>> BEGIN Input data

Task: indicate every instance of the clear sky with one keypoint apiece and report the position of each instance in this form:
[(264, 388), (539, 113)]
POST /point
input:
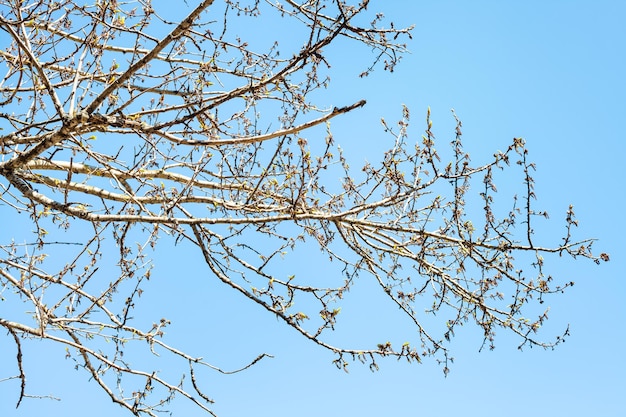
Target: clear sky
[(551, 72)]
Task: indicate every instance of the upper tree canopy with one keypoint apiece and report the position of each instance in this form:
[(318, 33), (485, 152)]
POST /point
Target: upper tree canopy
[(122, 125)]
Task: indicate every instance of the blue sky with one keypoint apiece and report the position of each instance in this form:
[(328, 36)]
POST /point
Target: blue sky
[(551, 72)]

>> END Input data
>> BEGIN Input data

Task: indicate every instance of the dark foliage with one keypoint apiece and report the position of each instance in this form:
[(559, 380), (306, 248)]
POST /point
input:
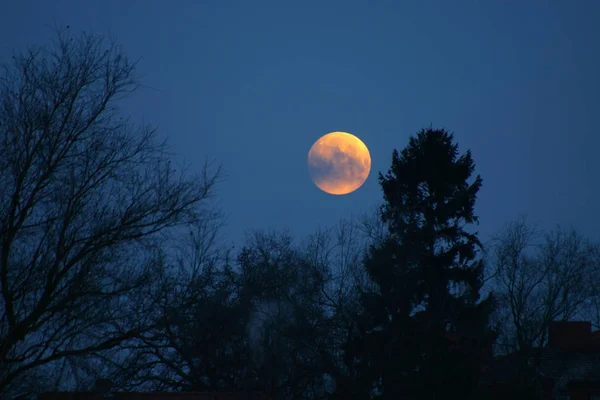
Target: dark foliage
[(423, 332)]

>> END Input data

→ Task to complete:
Locate every line above that contains the word "foliage", matching case exactly, and copy each of those lines.

→ Task output:
Task: indicate every instance of the dark foliage with one keypoint apiece and report the position of each instance in this form:
Target: dark foliage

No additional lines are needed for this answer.